_WHAT YOU NEED TO DO_
1. Answer these about the mailing-list post on 303 redirection below, one line each, marked as the questions are:
(a) What is the title of the paper that the writer co-authored with Pat?
(b) Which version of HTTP is the 303 status code said to be valid for?
(c) The over-use of which HTTP 1.0 status code led to the invention of the 303 code?
2. Can you write the next part of the mailing-list post on 303 redirection below, picking up where its text stops?

Re: Uniform access to descriptions from Harry Halpin on 2008-03-20 (www-tag@w3.org from March 2008)

From: Harry Halpin <hhalpin@ibiblio.org>
Date: Thu, 20 Mar 2008 16:26:47 -0400
To: "Williams, Stuart (HP Labs, Bristol)" <skw@hp.com>
Cc: Jonathan Rees <jar@creativecommons.org>, "www-tag@w3.org WG" <www-tag@w3.org>
Message-ID: <47E2C887.9020308@ibiblio.org>
Williams, Stuart (HP Labs, Bristol) wrote:
> Hello Harry,
>
>   
>> We also should make sure any solution
>> is *easy* to deploy over various levels and makes it perfectly clear
>> what's going on (somewhat unlike 303, which is rather hard to
>> deploy and minimalist).
>>     
>
> 303 is straight-forward and simple. If you want to use it to good effect to get agent to triple about things that aren't on the web then you can use it to good effect to do so for the things 'off-the-web' that you have chosen to give http: URI (sans frag) to.
>   
Thanks for the reply Stuart (the rest I talk about in my response to
Roy). I do think 303 *might* help the particular problem brought up by
DanC [1] a while back, but it does not address the issue about
connecting authoritative representations to URIs. Both you and Jonathan
may be interested in the following pre-print of a paper by myself and
Pat called "In Defense of Ambiguity" which comes out in the IJSWIS
Journal 4(3), later this year [2]. The pre-print is here:

http://www.ibiblio.org/hhalpin/homepage/publications/indefenseofambiguity.html

I'm just going to cut and paste a bit from the paper here, which comes
over the number of ways in which 303 is insufficient to distinguish not
just between information resources and other types, but also between a
rather simple relationship between access and reference (feel free to
substitute "information resource" for "access" and "thing that isn't an
information resource" for "reference" - that's close enough for reading
purposes to get the general geist).

Furthermore, we'll go into the numerous ways that the hash solution,
while I think very useful - I use it myself - needs various standards to
be fixed a bit to work and also doesn't really address the problem of
attaching normative descriptions to resources. I do hope this helps, but
I also think it should make us in the Web community a bit nervous about
rubber-stamping any solution to both httpRange-14 and
httpDescriptions-57 quite yet.

" Pragmatically, there are problems with the TAG's suggested
redirection. It uses a distinction in how a text is delivered (an HTTP
code) to disambiguate the accessible Web page itself; a category mistake
analogous to requiring the postman dance a jig when delivering an
official letter. Since the vast majority of names, even on the Web,
refer to things which are not accessible, this requires referring URIs
to perform a act of redirection with doubtful benefit. As shown earlier,
since the URI bears no trace of its delivery to the majority of human
Web users that do not monitor or understand HTTP status codes, no
disambiguation is achieved for the human. The TAG is correct in noticing
this solution could solve the problem of inference brought up by
Connolly (2006), but it does so in such a manner that not only makes
normally harmless overloading illegal but that does not even make the
distinction between access and reference clear. The particular solution
requires the use of an arcane redirection technique that most people
actually hosting URIs are not familiar with and cannot even deploy,
since deploying 303 redirection requires access to the web server many
users may not have. It also produces harmful effects by misusing HTTP
codes for an alien purpose. The particular code, 303, is only valid for
HTTP 1.1 and was originally introduced to solve a completely different
problem. As put by the specification, “this method exists primarily to
allow the output of a POST-activated script to redirect the user agent
to a selected resource,” not to distinguish access and reference
(Fielding et al., 1999). The 303 status code was invented due to the
over-use of the HTTP 1.0 302 status code to redirect both temporarily
and permanently. The 307 and 303 status codes in HTTP 1.1 could
disambiguate between the two cases of redirection, with the 303 status
code having future requests to that URI being automatically redirected
by the browser unlike the 307 status code, which is only a “temporary”

[Location identification entries]
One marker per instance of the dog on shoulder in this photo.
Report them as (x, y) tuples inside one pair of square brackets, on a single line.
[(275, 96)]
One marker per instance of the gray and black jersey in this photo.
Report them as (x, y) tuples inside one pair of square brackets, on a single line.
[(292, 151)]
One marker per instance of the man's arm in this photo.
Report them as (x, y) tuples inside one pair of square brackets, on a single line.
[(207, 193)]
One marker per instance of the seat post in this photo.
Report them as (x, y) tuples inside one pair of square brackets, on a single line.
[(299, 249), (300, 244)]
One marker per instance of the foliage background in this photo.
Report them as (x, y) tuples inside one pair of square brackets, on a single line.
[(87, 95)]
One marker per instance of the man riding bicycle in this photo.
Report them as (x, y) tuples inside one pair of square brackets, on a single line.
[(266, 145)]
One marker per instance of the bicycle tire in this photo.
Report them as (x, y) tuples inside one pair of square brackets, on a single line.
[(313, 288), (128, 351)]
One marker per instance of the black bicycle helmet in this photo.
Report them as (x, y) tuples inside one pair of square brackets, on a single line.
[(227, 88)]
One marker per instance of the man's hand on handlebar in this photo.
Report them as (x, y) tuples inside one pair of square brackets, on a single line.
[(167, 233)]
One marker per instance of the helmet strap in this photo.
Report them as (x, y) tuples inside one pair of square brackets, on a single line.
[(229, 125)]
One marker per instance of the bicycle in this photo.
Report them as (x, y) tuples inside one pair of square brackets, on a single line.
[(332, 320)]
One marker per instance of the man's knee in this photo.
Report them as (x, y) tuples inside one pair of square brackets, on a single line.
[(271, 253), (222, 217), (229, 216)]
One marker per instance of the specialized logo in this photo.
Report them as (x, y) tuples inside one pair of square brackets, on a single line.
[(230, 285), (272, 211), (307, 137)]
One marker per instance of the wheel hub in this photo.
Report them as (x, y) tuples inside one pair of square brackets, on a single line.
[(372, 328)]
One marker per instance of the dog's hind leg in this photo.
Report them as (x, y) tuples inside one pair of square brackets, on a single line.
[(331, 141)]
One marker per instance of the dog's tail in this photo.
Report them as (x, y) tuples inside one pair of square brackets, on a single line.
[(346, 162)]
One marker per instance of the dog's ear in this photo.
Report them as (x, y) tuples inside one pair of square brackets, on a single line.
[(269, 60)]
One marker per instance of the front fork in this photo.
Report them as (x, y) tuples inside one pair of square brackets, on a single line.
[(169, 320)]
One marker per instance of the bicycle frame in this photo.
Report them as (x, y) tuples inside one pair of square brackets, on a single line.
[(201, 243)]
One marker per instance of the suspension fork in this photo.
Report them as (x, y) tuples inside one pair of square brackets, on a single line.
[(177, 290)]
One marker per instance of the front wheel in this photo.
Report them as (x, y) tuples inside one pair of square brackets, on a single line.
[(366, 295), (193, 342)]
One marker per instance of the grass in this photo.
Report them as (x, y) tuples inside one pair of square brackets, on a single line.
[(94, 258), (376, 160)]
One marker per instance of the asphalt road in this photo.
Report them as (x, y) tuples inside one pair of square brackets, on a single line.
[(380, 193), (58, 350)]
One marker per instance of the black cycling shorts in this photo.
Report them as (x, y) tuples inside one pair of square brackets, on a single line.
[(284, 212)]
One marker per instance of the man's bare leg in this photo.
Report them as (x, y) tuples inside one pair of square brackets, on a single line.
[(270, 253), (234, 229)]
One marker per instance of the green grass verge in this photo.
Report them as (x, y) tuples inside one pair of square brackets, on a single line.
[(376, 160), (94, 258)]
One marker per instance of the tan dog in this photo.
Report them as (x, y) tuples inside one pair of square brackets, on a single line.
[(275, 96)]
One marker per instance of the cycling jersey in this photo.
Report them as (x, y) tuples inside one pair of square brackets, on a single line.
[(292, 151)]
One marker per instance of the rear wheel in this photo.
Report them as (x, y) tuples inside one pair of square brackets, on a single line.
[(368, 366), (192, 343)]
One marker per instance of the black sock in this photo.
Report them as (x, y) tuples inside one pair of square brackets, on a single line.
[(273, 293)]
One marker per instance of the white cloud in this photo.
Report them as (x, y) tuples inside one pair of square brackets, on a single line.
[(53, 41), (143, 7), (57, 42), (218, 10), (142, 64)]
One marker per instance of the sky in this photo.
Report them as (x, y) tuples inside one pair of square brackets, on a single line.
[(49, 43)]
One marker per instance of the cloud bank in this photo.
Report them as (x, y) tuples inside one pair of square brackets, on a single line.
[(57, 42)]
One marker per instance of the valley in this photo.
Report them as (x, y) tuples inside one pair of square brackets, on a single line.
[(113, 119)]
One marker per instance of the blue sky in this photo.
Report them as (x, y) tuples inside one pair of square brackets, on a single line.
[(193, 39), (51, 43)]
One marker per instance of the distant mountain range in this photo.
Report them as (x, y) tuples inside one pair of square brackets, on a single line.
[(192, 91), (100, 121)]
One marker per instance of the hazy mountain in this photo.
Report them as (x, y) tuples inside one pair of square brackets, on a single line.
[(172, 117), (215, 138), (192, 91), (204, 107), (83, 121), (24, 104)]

_ANSWERS FOR THE EXERCISE_
1.
(a) "In Defense of Ambiguity"
(b) HTTP 1.1
(c) 302

2.
redirection. Given this history, it is unclear why 303 is suitable for
distinguishing between access and reference. Why not just invent a new
HTTP status code? The negative effects of this redirection requirement
will continue and achieve little in return.


The main alternative to using HTTP 303 is to have a fragment
identifier—the hash—attached to a URI to get redirection for free. So,
if one wanted a URI that referred to the Eiffel Tower itself without the
hassle of a 303 redirection, one would use the URI
http://www.tour-eiffel.fr/# to refer to the Eiffel Tower and the URI
http://www.tour-eiffel.fr/ to access a Web page about the Eiffel Tower.
Since browsers think the “#” URI means a fragment of a document or some
other representation, if a user tries to access via HTTP GET a “hash
URI” it will not return a “404 Not Found” status code, but instead
simply resolve to the URI before the hash. In this way machine reasoners
can keep the URI that refers to the Eiffel Tower and a Web page about
the Eiffel Tower separate, while a human can access the URI “about” the
Eiffel Tower and receive some information about it, in essence by taking
advantage of some predefined behavior in web browsers. This solution
would solve the inference problem where monuments and Web pages are
defined in OWL as disjoint. This is valid because according to the W3C
TAG's “Architecture of the Web,” using a fragment identifier technically
also identifies a separate and distinct “secondary resource” (Jacobs and
Walsh, 2004). Further, the TAG states that “primary and secondary simply
indicate that there is a relationship between the resources for the
purposes of one URI: the URI with a fragment identifier. Any resource
can be identified as a secondary resource” (Jacobs and Walsh, 2004). So,
using hash URIs has the exact same problem as 303 redirection, since it
doesn't normatively define any sort of relationship between the two
URIs, much less distinguish between access and reference.

It appears that the W3C may very well be contradicting the relevant IETF
specification by supporting the hash URIs. The URI specification says
“the semantics of a fragment identifier are defined by the set of
representations that might result from a retrieval action on the primary
resource. The fragment's format and resolution is therefore dependent on
the media type of a potentially retrieved representation, even though
such a retrieval is only performed if the URI is dereferenced”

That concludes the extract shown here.